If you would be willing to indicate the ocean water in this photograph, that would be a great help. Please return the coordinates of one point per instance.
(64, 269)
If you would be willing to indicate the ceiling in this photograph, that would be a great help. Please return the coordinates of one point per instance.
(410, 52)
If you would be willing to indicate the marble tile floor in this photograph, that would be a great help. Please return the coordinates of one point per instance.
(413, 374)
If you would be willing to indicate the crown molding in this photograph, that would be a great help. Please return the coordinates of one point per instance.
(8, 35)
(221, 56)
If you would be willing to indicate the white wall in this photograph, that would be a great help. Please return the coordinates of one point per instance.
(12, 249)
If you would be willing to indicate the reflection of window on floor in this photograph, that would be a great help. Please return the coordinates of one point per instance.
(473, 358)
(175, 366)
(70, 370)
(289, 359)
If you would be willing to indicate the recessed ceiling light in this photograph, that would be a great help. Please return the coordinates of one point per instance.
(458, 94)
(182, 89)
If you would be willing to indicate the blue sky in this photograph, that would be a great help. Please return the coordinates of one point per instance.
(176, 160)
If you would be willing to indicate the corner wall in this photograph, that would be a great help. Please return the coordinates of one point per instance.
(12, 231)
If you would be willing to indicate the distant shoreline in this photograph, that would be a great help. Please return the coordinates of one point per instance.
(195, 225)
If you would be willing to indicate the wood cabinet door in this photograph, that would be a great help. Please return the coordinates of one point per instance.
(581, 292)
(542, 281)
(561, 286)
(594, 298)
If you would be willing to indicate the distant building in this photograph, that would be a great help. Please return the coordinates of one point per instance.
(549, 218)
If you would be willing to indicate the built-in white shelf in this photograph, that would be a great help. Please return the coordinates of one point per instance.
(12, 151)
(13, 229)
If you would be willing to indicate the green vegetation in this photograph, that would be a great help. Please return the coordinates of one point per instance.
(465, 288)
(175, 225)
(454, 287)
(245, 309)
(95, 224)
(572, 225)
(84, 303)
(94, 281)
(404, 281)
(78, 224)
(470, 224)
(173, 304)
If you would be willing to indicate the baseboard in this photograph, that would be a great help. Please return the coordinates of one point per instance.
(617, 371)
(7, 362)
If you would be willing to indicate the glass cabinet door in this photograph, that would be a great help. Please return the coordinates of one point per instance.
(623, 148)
********************
| What you should do |
Please write out each entry shown above exactly as given.

| Task output |
If you would be willing to indicate the ocean water in this photograph, that would be a great help. Please return the coordinates of one point per instance.
(64, 269)
If you would be willing to indicate the ceiling in this photograph, that would be a great help. Please return the coordinates of one point per instance.
(410, 52)
If you would be willing to indicate the marble tile floor in this photograph, that would be a great help. Please return the coordinates of one point per instance.
(413, 374)
If you would be willing to indicate the crown molding in this photograph, that would be a great help. Please return the coordinates of one point per instance.
(8, 35)
(221, 56)
If you would be willing to indicate the white wall in this photograph, that would be a great help. Please return the coordinates of one point per instance.
(12, 249)
If you would be willing to indicate the reflection of window on floor in this photograph, that would be a great help. Please return the coordinates of one point per instance.
(473, 358)
(175, 366)
(70, 370)
(289, 359)
If you would be willing to indicate the recessed ceiling light in this photograph, that would be a great help. Please return the coordinates of one point per instance.
(458, 94)
(182, 89)
If you would be willing to indicate the blue sky in this photograph, that would be a great help. Please return the coordinates of one point per instance.
(176, 160)
If you would be willing to indicate the corner wall in this photograph, that would be a great help. Please return the coordinates of one point per instance.
(12, 231)
If you would be willing to indicate the distant shoreline in this photograph, that would be a great help. Please return the coordinates of one point per instance.
(195, 225)
If you would be willing to indicate the wood cabinet door in this photograph, that would be a great help. Please return the coordinates of one point per instance.
(581, 292)
(542, 281)
(561, 286)
(594, 298)
If you would be willing to indicate the distant building in this photograph, that would be a great help. Please return the coordinates of one point per instance.
(549, 218)
If you would be willing to indicate the built-in white shelf in this photograph, that would be a great help. Please return the coordinates of one point per instance.
(12, 151)
(13, 229)
If you would be willing to indicate the green vegetation in this photograph, that would be a great help. Please return the coordinates of one point per instance.
(465, 288)
(175, 225)
(454, 287)
(245, 309)
(95, 224)
(572, 225)
(84, 303)
(94, 281)
(404, 281)
(78, 224)
(470, 224)
(173, 304)
If you would be willing to indicate the baseboard in this photograph, that would be a great help. Please return the coordinates of one point per instance.
(617, 371)
(7, 362)
If you would be willing to indicate the glass cabinet door in this photograph, that would be a great help. Please return the coordinates of one point per instance.
(623, 148)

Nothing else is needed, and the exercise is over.